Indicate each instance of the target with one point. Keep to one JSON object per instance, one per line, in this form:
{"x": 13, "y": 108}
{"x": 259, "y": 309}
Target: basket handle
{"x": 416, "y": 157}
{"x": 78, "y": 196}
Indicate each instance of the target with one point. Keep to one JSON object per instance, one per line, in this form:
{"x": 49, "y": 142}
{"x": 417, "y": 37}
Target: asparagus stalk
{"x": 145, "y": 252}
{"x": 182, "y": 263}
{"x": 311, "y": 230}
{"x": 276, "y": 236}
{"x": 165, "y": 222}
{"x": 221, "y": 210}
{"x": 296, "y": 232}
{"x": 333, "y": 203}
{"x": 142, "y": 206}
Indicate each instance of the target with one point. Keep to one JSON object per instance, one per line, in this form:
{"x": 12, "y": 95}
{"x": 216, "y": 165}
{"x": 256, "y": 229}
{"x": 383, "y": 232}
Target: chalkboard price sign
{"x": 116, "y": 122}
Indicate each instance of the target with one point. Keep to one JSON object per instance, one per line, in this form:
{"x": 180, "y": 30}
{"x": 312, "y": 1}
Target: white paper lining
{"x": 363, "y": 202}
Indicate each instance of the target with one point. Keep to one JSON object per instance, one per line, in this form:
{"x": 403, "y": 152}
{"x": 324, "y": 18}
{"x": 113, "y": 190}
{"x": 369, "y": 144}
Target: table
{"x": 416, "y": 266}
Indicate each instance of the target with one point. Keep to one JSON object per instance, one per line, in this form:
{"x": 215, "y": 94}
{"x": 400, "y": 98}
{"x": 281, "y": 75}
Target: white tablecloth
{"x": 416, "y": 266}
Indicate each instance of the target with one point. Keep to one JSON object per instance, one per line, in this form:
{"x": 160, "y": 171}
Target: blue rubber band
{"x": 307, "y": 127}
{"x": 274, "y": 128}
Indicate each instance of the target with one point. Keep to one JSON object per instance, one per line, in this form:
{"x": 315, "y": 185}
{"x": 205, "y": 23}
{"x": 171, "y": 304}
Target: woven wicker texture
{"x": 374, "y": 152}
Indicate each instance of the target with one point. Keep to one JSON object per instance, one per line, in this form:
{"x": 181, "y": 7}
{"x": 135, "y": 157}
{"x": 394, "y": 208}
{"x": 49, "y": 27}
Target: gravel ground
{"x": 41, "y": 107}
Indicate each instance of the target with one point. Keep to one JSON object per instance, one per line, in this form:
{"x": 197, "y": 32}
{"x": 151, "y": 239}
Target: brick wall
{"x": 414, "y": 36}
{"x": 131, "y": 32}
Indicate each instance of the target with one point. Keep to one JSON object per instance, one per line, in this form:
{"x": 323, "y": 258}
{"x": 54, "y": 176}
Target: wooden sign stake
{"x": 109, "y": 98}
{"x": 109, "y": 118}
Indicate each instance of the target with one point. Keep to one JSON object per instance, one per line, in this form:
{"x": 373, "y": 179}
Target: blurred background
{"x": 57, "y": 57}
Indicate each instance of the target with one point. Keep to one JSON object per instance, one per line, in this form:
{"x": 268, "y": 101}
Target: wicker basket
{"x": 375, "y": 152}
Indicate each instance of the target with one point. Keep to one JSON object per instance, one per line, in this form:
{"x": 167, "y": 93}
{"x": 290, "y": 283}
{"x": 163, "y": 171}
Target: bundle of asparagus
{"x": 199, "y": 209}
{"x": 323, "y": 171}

What is being asked:
Each entry above is to be quoted exactly.

Problem solution:
Indicate each instance of the target with one point. Keep to one JSON object per instance, one per line, in this form:
{"x": 13, "y": 108}
{"x": 259, "y": 309}
Target: basket handle
{"x": 416, "y": 157}
{"x": 78, "y": 196}
Indicate each instance of the target with one point. Keep to one JSON object per instance, one per line, in this form:
{"x": 49, "y": 142}
{"x": 417, "y": 37}
Target: asparagus stalk
{"x": 145, "y": 252}
{"x": 182, "y": 263}
{"x": 311, "y": 230}
{"x": 276, "y": 236}
{"x": 165, "y": 222}
{"x": 221, "y": 210}
{"x": 296, "y": 232}
{"x": 333, "y": 203}
{"x": 142, "y": 206}
Indicate each instance of the target with one point. Keep to one JSON object per instance, one per line, in this form:
{"x": 12, "y": 95}
{"x": 216, "y": 165}
{"x": 256, "y": 229}
{"x": 383, "y": 232}
Target: chalkboard price sign
{"x": 116, "y": 122}
Indicate each instance of the target with one point. Keep to one JSON object per instance, one per line, in this form:
{"x": 180, "y": 30}
{"x": 312, "y": 1}
Target: white paper lining
{"x": 363, "y": 202}
Indicate each instance of the target with one point. Keep to one JSON object per instance, one per line, in this form:
{"x": 403, "y": 152}
{"x": 324, "y": 18}
{"x": 113, "y": 190}
{"x": 369, "y": 144}
Target: table
{"x": 416, "y": 266}
Indicate each instance of the target with one point. Keep to one JSON object per instance, one per line, in this form:
{"x": 215, "y": 94}
{"x": 400, "y": 98}
{"x": 281, "y": 75}
Target: white tablecloth
{"x": 416, "y": 266}
Indicate each instance of the target with one point. Keep to one JSON object per instance, one per line, in this form:
{"x": 160, "y": 171}
Target: blue rubber band
{"x": 307, "y": 127}
{"x": 274, "y": 128}
Indicate each instance of the target with one point. Keep to one JSON object per instance, one per line, in this form:
{"x": 315, "y": 185}
{"x": 205, "y": 23}
{"x": 171, "y": 304}
Target: woven wicker texture
{"x": 374, "y": 152}
Indicate each instance of the target with one point. Keep to one JSON object per instance, one per line, in this form:
{"x": 181, "y": 7}
{"x": 135, "y": 157}
{"x": 394, "y": 208}
{"x": 49, "y": 27}
Target: gravel ground
{"x": 41, "y": 107}
Indicate each instance of the target with one point. Keep to one JSON object per instance, one per line, in this form:
{"x": 197, "y": 32}
{"x": 151, "y": 239}
Target: brick wall
{"x": 414, "y": 36}
{"x": 131, "y": 32}
Indicate each instance of the target with one point. Keep to one JSON object per instance, one per line, in this form:
{"x": 323, "y": 258}
{"x": 54, "y": 176}
Target: wooden sign stake
{"x": 109, "y": 98}
{"x": 109, "y": 118}
Indicate each instance of the target with one point. Keep to one JSON object per instance, one per line, in this form:
{"x": 373, "y": 179}
Target: blurred background
{"x": 57, "y": 57}
Indicate each instance of the target with one point. Keep to one JSON object per instance, one per line, in this form:
{"x": 268, "y": 101}
Target: wicker basket
{"x": 375, "y": 152}
Indicate each instance of the target with one point. Keep to one JSON object per instance, one per line, in this form:
{"x": 167, "y": 93}
{"x": 290, "y": 283}
{"x": 163, "y": 171}
Target: bundle of asparagus
{"x": 199, "y": 209}
{"x": 323, "y": 171}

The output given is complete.